• **Set exercise**
Beginning with the line that holds "Where can the office", set down each line of the data below through the very last, exactly as given, and nothing beyond that.

Excerpts of pointing data
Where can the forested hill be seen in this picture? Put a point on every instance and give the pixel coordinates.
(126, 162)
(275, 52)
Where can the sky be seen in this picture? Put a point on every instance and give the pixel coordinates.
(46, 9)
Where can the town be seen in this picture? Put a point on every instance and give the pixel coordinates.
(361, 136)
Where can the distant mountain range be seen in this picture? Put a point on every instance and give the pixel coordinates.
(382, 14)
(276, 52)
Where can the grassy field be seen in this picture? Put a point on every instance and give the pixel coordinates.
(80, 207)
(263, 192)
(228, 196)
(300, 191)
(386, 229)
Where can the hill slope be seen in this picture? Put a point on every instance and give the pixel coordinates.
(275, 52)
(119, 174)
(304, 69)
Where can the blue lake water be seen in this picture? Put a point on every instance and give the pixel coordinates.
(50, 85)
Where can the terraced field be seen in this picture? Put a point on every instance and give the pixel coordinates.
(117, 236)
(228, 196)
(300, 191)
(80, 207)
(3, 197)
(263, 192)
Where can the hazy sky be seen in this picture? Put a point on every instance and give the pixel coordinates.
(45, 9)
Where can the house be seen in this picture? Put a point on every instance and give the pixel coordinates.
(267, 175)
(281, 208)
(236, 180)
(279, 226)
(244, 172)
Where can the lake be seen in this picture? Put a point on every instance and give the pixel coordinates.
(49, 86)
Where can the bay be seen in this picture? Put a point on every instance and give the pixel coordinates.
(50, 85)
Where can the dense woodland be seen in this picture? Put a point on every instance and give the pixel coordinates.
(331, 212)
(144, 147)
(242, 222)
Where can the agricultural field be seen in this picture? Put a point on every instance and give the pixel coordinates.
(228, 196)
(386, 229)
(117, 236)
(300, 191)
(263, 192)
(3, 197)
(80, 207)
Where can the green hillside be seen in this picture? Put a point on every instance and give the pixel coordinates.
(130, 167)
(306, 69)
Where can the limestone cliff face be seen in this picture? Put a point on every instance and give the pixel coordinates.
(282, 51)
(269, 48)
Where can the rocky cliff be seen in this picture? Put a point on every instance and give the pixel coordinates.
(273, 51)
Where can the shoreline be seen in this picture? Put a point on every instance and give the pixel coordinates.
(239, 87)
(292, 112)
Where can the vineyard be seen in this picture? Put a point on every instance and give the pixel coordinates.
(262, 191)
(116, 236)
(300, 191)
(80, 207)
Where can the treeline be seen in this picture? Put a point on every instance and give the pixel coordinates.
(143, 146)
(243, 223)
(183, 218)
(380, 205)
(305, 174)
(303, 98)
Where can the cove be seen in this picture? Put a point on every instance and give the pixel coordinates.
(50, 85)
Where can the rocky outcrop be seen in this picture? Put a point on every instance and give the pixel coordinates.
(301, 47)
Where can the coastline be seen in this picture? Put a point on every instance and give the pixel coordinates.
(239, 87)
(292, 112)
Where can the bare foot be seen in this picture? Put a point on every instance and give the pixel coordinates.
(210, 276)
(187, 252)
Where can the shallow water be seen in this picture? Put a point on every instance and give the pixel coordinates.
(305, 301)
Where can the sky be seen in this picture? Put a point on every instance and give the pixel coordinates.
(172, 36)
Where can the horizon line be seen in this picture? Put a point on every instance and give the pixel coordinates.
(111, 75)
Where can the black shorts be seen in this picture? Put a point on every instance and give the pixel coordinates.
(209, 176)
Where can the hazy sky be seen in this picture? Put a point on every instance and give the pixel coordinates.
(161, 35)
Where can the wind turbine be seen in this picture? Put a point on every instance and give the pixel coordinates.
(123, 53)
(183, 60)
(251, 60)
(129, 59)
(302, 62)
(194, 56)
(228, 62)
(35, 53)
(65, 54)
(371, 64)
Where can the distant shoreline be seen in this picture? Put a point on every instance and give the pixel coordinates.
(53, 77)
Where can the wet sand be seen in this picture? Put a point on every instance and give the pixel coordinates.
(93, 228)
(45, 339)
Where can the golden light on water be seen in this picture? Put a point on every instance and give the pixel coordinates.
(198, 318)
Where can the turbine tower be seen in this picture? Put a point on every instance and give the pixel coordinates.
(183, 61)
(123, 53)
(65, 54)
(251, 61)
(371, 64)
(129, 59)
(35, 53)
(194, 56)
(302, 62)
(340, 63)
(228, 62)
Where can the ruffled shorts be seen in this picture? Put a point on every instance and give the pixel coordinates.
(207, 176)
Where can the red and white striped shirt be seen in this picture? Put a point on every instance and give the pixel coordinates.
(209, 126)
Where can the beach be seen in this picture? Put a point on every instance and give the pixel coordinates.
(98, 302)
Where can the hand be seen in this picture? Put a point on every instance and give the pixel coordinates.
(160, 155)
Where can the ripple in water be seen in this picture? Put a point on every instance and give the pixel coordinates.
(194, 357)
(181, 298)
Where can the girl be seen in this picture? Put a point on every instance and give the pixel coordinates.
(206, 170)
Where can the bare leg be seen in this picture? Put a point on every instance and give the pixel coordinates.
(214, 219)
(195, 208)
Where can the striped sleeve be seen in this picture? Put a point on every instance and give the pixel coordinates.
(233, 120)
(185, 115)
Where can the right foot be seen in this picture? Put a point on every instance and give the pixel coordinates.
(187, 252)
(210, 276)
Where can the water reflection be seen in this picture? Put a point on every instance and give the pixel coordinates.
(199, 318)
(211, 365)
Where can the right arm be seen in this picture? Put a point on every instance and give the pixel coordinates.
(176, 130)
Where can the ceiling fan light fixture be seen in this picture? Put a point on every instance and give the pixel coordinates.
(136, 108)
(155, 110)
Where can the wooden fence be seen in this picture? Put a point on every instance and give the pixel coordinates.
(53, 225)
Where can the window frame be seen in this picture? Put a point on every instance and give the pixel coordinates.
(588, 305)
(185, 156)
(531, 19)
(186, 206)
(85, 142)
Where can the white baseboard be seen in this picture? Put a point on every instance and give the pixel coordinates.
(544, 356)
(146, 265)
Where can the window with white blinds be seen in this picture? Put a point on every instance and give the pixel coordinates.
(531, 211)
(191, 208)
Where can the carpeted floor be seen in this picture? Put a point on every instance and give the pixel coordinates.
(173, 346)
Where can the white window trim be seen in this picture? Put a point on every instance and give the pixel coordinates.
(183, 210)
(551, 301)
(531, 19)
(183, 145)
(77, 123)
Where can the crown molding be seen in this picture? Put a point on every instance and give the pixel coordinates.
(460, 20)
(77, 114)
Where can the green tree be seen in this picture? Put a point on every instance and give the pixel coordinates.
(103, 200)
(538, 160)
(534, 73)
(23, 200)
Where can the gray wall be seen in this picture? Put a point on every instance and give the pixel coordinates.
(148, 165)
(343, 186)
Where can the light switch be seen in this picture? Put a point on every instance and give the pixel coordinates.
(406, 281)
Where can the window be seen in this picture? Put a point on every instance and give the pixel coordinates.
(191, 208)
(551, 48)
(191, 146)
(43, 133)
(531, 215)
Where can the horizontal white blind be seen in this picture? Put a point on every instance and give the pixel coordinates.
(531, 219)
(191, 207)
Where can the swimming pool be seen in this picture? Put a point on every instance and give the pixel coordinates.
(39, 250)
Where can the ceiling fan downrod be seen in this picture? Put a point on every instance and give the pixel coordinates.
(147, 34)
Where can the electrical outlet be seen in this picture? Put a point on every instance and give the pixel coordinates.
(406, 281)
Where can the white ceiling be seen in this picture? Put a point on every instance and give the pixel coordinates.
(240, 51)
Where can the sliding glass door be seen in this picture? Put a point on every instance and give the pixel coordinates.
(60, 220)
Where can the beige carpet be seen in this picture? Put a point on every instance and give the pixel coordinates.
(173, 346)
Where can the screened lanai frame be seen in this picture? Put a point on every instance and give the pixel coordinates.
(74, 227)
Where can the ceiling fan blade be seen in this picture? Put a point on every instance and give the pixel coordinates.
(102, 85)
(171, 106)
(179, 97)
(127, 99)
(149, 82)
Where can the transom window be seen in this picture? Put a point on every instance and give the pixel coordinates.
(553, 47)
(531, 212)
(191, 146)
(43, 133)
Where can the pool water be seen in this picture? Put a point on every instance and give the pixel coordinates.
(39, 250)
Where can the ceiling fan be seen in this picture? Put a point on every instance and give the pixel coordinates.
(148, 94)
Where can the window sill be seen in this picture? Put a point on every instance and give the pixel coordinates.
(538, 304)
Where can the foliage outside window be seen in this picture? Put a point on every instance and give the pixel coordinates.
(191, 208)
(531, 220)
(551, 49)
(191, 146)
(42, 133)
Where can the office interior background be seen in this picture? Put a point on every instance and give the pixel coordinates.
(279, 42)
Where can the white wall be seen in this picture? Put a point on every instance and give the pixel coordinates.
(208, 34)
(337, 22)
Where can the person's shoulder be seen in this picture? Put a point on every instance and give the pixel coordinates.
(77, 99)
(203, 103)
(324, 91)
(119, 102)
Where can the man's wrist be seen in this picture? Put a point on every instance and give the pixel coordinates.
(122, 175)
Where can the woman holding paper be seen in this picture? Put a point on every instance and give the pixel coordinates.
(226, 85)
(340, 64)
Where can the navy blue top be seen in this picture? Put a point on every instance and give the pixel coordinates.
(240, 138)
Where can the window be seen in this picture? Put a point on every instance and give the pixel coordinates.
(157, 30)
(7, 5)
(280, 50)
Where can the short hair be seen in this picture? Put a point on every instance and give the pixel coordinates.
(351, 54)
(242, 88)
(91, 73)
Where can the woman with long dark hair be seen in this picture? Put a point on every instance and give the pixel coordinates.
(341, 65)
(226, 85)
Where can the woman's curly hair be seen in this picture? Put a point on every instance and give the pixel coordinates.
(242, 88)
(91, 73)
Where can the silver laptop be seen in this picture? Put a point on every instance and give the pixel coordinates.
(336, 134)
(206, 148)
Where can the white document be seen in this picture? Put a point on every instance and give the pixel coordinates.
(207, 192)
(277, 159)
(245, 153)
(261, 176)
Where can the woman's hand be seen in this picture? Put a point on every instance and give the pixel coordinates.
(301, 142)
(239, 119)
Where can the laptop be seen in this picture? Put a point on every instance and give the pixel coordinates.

• **Task output**
Where can the office interior background be seen in this picture? Put a point on every instance and give the pixel coordinates.
(279, 42)
Where can the white wall be seen in this picture? Put a point on every instance and give the pixel coordinates.
(208, 34)
(337, 22)
Where can the person's shoulder be seen in this picture? Put a point on every instance and give the pixel coordinates.
(77, 99)
(203, 103)
(324, 91)
(119, 102)
Where can the man's wrist be seen in this picture? Put a point on every instance and give the pixel coordinates.
(122, 175)
Where can the woman holding paper be seen in this picture? Put a point on every instance and give the pixel coordinates.
(226, 85)
(340, 64)
Where can the navy blue top be seen in this picture? Put a point on every instance and give the pixel coordinates.
(240, 138)
Where can the window be seen in this picture? Put a point on every instance and give the pixel coordinates.
(157, 30)
(7, 5)
(280, 50)
Where can the short hair be seen in this picture? Put a point on every instance and give the pixel coordinates.
(351, 54)
(242, 88)
(91, 73)
Where can the woman with long dark hair be seen in this picture? Put a point on every instance and give the pixel coordinates.
(341, 65)
(226, 85)
Where can the woman's curly hair be seen in this picture? Put a point on every instance and give the pixel coordinates.
(242, 88)
(91, 73)
Where can the silver laptop be seen in this picture? Put a point on every instance and give the pixel coordinates.
(336, 134)
(206, 148)
Where can the white document be seen in this picture? Put a point on every instance and give the pixel coordinates.
(207, 192)
(277, 159)
(245, 153)
(261, 176)
Where can the woman's hand be seen in this picture? Put a point on every instance and give the pixel coordinates.
(301, 142)
(239, 119)
Where can the laptop be seen in this picture? Put a point on every instance and give the pixel coordinates.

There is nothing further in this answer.